* WORK TO BE COMPLETED: Beginning at the line that contains "Your task is to locate every instance of woman's", transcribe the remaining lines of the listing exactly; include the final line and omit everything before.

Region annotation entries
——
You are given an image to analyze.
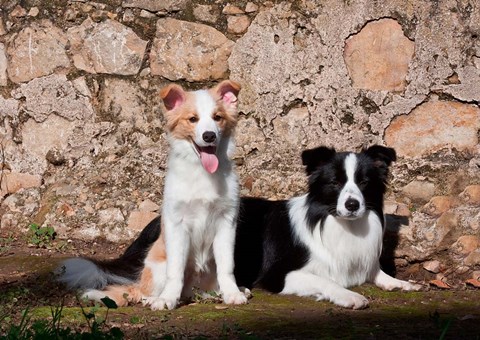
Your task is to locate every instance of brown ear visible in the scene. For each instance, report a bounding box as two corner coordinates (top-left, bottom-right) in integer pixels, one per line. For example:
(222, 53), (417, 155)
(214, 80), (242, 108)
(160, 84), (185, 111)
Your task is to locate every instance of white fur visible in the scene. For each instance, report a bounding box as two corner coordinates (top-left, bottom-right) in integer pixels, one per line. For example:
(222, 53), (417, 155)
(144, 91), (247, 310)
(337, 153), (365, 219)
(281, 154), (420, 309)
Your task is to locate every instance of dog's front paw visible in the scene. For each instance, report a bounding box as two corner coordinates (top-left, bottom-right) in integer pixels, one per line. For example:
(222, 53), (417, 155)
(330, 291), (368, 309)
(402, 281), (423, 292)
(223, 291), (250, 305)
(142, 296), (178, 310)
(379, 280), (422, 291)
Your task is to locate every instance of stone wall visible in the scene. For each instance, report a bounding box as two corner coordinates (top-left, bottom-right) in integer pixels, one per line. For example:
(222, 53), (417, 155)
(0, 0), (480, 284)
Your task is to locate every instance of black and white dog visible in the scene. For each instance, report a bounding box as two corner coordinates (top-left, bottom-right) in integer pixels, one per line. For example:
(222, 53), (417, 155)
(235, 145), (420, 309)
(57, 145), (420, 309)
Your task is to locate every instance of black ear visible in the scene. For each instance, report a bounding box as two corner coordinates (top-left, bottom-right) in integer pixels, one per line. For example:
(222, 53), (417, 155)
(302, 146), (336, 175)
(363, 145), (397, 167)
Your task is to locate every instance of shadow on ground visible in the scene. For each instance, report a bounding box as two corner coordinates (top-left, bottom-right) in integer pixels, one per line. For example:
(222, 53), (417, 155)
(0, 248), (480, 339)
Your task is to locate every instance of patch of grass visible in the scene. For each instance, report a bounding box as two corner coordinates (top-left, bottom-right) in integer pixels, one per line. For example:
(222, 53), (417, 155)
(0, 235), (15, 255)
(0, 298), (124, 340)
(28, 223), (56, 248)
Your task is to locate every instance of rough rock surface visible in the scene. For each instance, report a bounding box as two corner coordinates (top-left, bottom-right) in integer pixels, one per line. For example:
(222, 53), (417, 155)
(150, 18), (233, 81)
(0, 0), (480, 285)
(7, 20), (70, 83)
(344, 19), (415, 92)
(68, 19), (147, 75)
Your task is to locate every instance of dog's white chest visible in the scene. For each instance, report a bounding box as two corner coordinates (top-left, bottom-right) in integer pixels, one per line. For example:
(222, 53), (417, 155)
(316, 212), (383, 287)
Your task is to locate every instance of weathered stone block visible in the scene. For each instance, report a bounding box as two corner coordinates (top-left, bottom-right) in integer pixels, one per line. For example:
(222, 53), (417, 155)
(150, 18), (233, 81)
(68, 18), (147, 75)
(385, 101), (480, 157)
(344, 19), (414, 92)
(7, 20), (70, 83)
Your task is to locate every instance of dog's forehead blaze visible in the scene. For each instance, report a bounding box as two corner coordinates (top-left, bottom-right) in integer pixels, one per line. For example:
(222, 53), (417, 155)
(164, 84), (238, 139)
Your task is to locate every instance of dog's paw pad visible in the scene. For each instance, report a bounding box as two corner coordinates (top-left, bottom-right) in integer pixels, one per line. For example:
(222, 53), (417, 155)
(223, 291), (250, 305)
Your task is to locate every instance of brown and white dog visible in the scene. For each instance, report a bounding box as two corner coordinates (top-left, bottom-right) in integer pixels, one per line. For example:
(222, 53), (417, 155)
(59, 80), (247, 310)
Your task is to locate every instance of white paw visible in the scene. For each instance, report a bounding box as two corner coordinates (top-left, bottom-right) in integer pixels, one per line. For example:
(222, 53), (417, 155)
(223, 291), (250, 305)
(142, 296), (178, 310)
(240, 287), (253, 299)
(380, 280), (422, 291)
(330, 291), (368, 309)
(402, 281), (422, 292)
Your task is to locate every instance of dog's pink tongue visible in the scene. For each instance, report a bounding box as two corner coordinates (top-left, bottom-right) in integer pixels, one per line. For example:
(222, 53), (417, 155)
(200, 151), (218, 174)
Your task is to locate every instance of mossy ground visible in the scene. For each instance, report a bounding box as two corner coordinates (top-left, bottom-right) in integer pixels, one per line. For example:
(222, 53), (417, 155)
(0, 242), (480, 339)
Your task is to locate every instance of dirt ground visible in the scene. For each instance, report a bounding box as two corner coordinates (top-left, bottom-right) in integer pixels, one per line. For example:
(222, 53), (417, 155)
(0, 235), (480, 339)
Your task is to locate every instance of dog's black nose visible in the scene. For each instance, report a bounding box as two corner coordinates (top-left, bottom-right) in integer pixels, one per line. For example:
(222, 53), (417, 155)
(345, 198), (360, 212)
(202, 131), (217, 143)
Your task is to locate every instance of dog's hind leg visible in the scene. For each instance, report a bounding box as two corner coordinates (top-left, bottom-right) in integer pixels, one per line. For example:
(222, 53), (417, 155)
(373, 270), (422, 291)
(281, 270), (368, 309)
(213, 218), (247, 305)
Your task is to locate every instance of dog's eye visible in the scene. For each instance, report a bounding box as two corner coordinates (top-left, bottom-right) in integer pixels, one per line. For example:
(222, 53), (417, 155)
(358, 179), (368, 188)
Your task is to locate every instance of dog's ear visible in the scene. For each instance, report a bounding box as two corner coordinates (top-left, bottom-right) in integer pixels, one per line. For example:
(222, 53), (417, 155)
(160, 84), (185, 111)
(213, 80), (242, 109)
(363, 145), (397, 167)
(302, 146), (336, 175)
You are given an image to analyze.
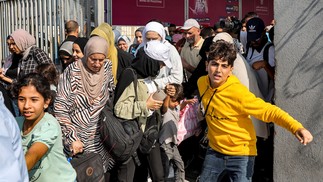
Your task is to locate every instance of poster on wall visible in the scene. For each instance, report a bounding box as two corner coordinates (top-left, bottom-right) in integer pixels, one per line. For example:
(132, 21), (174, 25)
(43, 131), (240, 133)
(111, 0), (185, 26)
(137, 0), (165, 8)
(188, 0), (239, 26)
(254, 0), (269, 15)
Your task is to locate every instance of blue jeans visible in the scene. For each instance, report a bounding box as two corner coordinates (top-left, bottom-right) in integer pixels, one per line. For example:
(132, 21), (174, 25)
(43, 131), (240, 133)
(200, 147), (255, 182)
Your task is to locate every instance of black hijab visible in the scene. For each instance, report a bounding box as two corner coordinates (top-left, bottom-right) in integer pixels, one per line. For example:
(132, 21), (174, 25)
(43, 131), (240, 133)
(113, 47), (160, 104)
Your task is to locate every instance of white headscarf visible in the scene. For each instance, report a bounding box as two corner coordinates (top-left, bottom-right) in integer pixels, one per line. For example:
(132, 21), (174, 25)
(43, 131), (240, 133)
(141, 21), (166, 45)
(135, 21), (167, 55)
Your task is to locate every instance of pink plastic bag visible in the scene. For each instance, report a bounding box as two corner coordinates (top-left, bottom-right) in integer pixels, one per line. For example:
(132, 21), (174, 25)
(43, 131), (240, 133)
(177, 99), (201, 144)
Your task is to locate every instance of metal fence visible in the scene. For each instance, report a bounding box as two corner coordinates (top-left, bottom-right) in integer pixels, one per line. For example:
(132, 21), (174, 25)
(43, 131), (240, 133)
(0, 0), (104, 63)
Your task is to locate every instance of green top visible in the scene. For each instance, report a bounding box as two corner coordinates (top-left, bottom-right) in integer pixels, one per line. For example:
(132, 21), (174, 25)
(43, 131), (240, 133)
(16, 113), (76, 182)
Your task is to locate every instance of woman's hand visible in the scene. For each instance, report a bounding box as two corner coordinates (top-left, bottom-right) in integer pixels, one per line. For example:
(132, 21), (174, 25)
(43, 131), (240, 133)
(70, 140), (84, 156)
(165, 84), (176, 96)
(146, 94), (164, 110)
(295, 128), (313, 145)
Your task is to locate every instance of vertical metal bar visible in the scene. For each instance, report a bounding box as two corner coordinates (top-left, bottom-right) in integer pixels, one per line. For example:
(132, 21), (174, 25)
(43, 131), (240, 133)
(59, 0), (65, 43)
(0, 2), (3, 61)
(184, 0), (189, 21)
(20, 0), (26, 30)
(47, 0), (54, 60)
(26, 0), (32, 33)
(30, 0), (35, 36)
(239, 0), (242, 20)
(43, 0), (49, 53)
(37, 0), (44, 49)
(52, 0), (59, 64)
(11, 1), (19, 32)
(17, 1), (21, 29)
(107, 0), (113, 25)
(34, 0), (40, 47)
(94, 0), (104, 26)
(86, 1), (92, 37)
——
* EXERCISE ANSWER:
Your task is to locate every instance of woman's hand visible in the scene. For each instance, report a bounding box as two corner coordinates (top-left, bottom-right) in integer pixels, one per line. For example:
(132, 21), (174, 25)
(43, 131), (240, 133)
(70, 140), (84, 156)
(165, 84), (176, 96)
(146, 94), (164, 110)
(295, 128), (313, 145)
Your task is to locate every instance of vertical metal bar visible in the scene. For each instance, report a bounding box as two corner coordinates (top-left, bottom-right) in integer pixels, one per line. For example:
(132, 21), (174, 25)
(43, 131), (240, 133)
(59, 0), (65, 43)
(0, 2), (3, 61)
(184, 0), (189, 21)
(20, 0), (26, 30)
(47, 0), (54, 60)
(26, 0), (32, 33)
(30, 0), (35, 36)
(239, 0), (242, 20)
(43, 0), (49, 53)
(37, 0), (44, 49)
(52, 0), (59, 64)
(11, 1), (19, 32)
(17, 1), (21, 29)
(107, 0), (113, 25)
(34, 0), (40, 47)
(94, 0), (104, 26)
(86, 1), (92, 37)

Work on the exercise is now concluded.